**TO DO**
Whatever the records say, repeat them exactly as given.

**EXTRACTED ENTRIES**
- - -

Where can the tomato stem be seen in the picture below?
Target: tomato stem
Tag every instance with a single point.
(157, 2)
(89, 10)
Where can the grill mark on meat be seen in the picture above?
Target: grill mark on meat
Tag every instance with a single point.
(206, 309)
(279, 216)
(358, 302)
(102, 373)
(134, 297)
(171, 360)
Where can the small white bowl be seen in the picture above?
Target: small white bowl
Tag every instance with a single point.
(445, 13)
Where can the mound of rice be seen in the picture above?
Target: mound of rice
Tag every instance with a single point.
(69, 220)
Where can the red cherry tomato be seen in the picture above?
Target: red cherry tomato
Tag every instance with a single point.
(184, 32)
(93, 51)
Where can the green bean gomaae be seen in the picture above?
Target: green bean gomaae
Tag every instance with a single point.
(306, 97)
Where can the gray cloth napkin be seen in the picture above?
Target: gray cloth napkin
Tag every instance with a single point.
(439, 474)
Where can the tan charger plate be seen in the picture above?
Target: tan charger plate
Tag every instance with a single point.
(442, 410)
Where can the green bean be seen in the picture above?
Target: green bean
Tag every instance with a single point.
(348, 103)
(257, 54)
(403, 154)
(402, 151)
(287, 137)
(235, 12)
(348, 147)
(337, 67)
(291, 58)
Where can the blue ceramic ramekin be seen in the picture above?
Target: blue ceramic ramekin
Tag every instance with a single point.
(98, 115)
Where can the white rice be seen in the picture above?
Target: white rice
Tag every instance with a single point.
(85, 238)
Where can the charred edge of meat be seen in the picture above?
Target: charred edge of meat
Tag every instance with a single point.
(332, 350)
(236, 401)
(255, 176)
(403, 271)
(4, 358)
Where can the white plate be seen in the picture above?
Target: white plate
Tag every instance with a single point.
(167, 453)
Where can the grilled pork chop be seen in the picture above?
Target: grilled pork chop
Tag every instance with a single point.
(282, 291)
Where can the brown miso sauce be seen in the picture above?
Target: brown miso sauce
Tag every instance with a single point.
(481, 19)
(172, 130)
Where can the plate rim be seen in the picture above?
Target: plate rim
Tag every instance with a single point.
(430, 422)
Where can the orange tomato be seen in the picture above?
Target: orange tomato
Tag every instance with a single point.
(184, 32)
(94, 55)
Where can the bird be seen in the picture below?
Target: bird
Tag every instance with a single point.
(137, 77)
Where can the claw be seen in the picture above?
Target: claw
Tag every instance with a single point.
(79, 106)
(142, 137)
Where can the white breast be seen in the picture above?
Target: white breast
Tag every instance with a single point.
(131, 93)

- - -

**RESPONSE TO THIS TASK**
Where can the tomato stem be seen in the picture below?
Target: tomato stem
Tag every instance with a single point.
(157, 2)
(89, 10)
Where can the grill mark on meat be seen in the picture above?
Target: grill mark on meat
Tag every instance with a single point.
(206, 309)
(279, 216)
(358, 302)
(102, 373)
(134, 297)
(171, 360)
Where can the small white bowl be seen in the picture above?
Target: small white bowl
Tag every instance with a single point.
(445, 13)
Where can the mound of rice be seen in the picture above?
Target: mound of rice
Tag every instance with a single point.
(69, 220)
Where can the red cherry tomato be seen in the picture above?
Target: red cherry tomato
Tag every instance with a single point.
(184, 32)
(93, 51)
Where can the green bean gomaae be seen in the picture above?
Target: green bean gomaae
Tag every instance with a single point.
(306, 97)
Where can the gray cloth napkin be seen in the picture above?
Target: gray cloth napkin
Tag every instance with a single point.
(439, 474)
Where can the tan charger plate be seen in the picture above?
Target: tan charger plate
Tag every instance with a single point.
(442, 410)
Where can the green bean be seen in the picture above?
Target: green bean
Tag every instance with a single point.
(348, 103)
(257, 54)
(403, 154)
(402, 151)
(287, 137)
(235, 12)
(348, 147)
(337, 67)
(291, 58)
Where can the blue ceramic ramekin be seen in the picture above?
Target: blue ceramic ramekin
Tag every instance with a single point.
(98, 115)
Where can the white rice be seen in the picture above?
Target: white rice
Tag every instance with a single point.
(85, 238)
Where can the charred edge of meat be seen in the picture above?
Target: charred edge of meat
Tag every instance with a single point.
(332, 350)
(236, 401)
(255, 176)
(403, 271)
(4, 358)
Where can the white plate be seen in the picture above?
Target: white plate
Tag every instance with a single point.
(167, 453)
Where can the grilled pork chop be seen in the picture above?
Target: grilled pork chop
Tag every instance with a single point.
(282, 291)
Where can the brown miso sauce be seen in the picture above?
Target: brown miso sauce
Tag every instance with a single point.
(481, 19)
(172, 130)
Where can the plate rim be seen in the picture above?
Target: plate rim
Tag every instance with a single point.
(430, 422)
Where can the orange tomato be seen in the picture above?
Target: orange tomato
Tag every instance with a single point.
(184, 32)
(94, 55)
Where can the bird be seen in the picture below?
Target: bird
Tag every instance with a single point.
(137, 77)
Where can the claw be seen in the picture above?
Target: claw
Tag every instance with a single point.
(79, 106)
(142, 137)
Where can the white breast be seen in the picture above?
Target: white breast
Tag every instance with a single point.
(131, 93)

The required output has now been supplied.